**Фрагмент документа**
######

Объяснение, использующее понятие размывания ответственности, подкреплялось показаниями свидетелей. Мистер Кошкин с шестого этажа собрался позвонить в полицию, но у его жены было другое мнение: «Я не позволила ему это сделать, — заявила она журналистам. — Я сказала ему, что и без него уже, наверное, сделано не меньше тридцати звонков».

Удивительно, но Мосли, по-видимому, знал, что свидетели, скорее всего, поведут себя пассивно. Позднее он признался, что его мало беспокоили крики жильцов дома. Он заявил: «У меня было ощущение, что этот мужчина закроет свое окно и пойдет спать — и именно так он и сделал».

Психологические исследования

Латане и Дарли провели серию экспериментов, в ходе которых они исследовали так называемый эффект свидетеля.

######

**Фрагмент данных**
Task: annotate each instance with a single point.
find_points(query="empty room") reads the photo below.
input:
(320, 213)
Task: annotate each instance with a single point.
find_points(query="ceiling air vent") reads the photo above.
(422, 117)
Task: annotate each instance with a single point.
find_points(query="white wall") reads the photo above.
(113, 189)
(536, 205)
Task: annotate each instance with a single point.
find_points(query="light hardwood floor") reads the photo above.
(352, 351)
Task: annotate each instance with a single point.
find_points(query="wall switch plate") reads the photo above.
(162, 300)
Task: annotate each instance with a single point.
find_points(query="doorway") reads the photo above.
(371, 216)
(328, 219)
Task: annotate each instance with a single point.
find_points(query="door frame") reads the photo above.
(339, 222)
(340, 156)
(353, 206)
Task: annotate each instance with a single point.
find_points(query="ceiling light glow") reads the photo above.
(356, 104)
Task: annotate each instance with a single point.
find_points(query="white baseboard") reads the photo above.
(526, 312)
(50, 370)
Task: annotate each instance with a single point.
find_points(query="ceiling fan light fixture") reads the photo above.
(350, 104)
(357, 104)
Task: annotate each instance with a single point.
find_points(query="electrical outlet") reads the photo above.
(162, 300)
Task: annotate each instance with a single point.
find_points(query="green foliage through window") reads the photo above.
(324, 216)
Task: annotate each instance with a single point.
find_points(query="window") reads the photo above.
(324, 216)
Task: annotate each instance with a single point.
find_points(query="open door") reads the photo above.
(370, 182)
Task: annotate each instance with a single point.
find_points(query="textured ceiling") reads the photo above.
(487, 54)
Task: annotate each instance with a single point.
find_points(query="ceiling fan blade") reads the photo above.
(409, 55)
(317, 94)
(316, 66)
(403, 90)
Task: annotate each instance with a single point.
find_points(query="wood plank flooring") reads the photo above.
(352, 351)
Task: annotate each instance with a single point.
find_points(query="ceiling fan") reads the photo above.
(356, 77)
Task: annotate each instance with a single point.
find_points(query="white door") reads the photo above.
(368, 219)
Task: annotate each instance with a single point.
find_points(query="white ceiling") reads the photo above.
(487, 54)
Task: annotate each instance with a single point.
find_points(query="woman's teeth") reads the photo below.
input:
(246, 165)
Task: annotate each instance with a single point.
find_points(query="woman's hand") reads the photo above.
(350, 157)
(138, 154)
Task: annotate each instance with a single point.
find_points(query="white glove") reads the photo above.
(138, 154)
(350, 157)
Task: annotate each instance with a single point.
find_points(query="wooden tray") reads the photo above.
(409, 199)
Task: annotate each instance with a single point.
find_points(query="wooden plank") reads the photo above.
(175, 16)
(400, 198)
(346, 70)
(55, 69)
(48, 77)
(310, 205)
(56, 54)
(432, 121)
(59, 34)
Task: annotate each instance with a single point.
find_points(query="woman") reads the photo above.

######

**Что требуется**
Изложите содержание фрагмента документа в двух предложениях. Данные для этой работы значения не имеют.

**Письменный ответ**
Объяснение через размывание ответственности подкреплялось показаниями свидетелей: жена мистера Кошкина не позволила ему позвонить в полицию, предположив, что звонков уже было сделано не меньше тридцати. Мосли, по-видимому, ожидал пассивности свидетелей и позднее признался, что крики жильцов его мало беспокоили, а Латане и Дарли провели серию экспериментов, исследуя так называемый эффект свидетеля.